** Given problem 1 **
Reproduce the passage on LP-based resonator estimates between "A Monte Carlo" and "periodic source signal.", inclusive.
** Given problem 2 **
For each statement, (a), (b) and (c), decide whether the passage on LP-based resonator estimates agrees with it. Answer yes or no and quote the words that decide it.
(a) The waveforms were sampled at 10 kHz.
(b) The autocorrelation method of LP was used to estimate the coefficients.
(c) The results change with the value of σ².
** Given problem 3 **
Answer these questions from the passage on LP-based resonator estimates.
(a) How many instantiations of the time series did the Monte Carlo analysis use?
(b) What was the sample length of the generated waveforms?
(c) What order p was used for the covariance method of LP?

-- Extract start --

A Monte Carlo analysis of 10 000 instantiations of the AR(6) time series u[m] was performed to explore the statistical properties of LP-based estimates of resonator frequency and bandwidth. The waveform sampling rate was set to f_s = 10 kHz, and waveforms of sample length M = 100 (10 ms) were generated with σ²= 1 (results are independent of σ²). LP analysis of the mixed-excitation source was performed with a priori knowledge of the closed phase from the known periodic source signal.

The covariance method of LP (Matlab's arcov function) with order p = 6 yielded LP coefficient estimates ${\hat{a}}_{i}$ that were transformed to associated center frequency and bandwidth estimates $({\hat{f}}_{k}, {\hat{b}}_{k})$ for k ∈ {1, 2, 3} using two steps. First, polynomial factorization of the prediction polynomial in the denominator of Eq. (3) obtained estimates $({\hat{α}}_{k}, {\hat{α}}_{k}^{*})$ of the complex-conjugate pole pairs in Eq. (2). Second, the pole pairs yielded ${\hat{f}}_{k}$ and ${\hat{b}}_{k}$ using the pole-to-formant parameter transformation in Eq. (10).

-- Extract end --
-- Data block start --

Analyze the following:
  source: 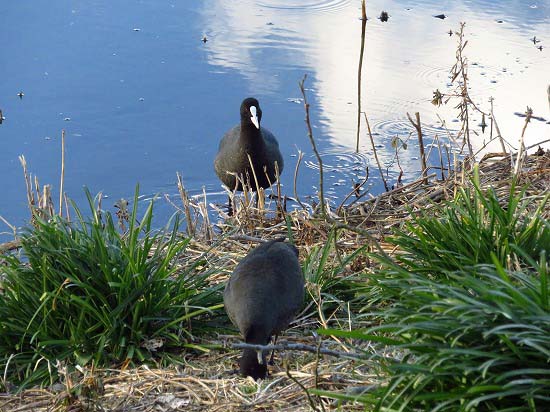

-- Data block end --

** Worked answer 1 **
A Monte Carlo analysis of 10 000 instantiations of the AR(6) time series u[m] was performed to explore the statistical properties of LP-based estimates of resonator frequency and bandwidth. The waveform sampling rate was set to f_s = 10 kHz, and waveforms of sample length M = 100 (10 ms) were generated with σ²= 1 (results are independent of σ²). LP analysis of the mixed-excitation source was performed with a priori knowledge of the closed phase from the known periodic source signal.

** Worked answer 2 **
(a) Yes: "The waveform sampling rate was set to f_s = 10 kHz"
(b) No: "The covariance method of LP (Matlab's arcov function)"
(c) No: "results are independent of σ²"

** Worked answer 3 **
(a) 10 000
(b) M = 100 (10 ms)
(c) p = 6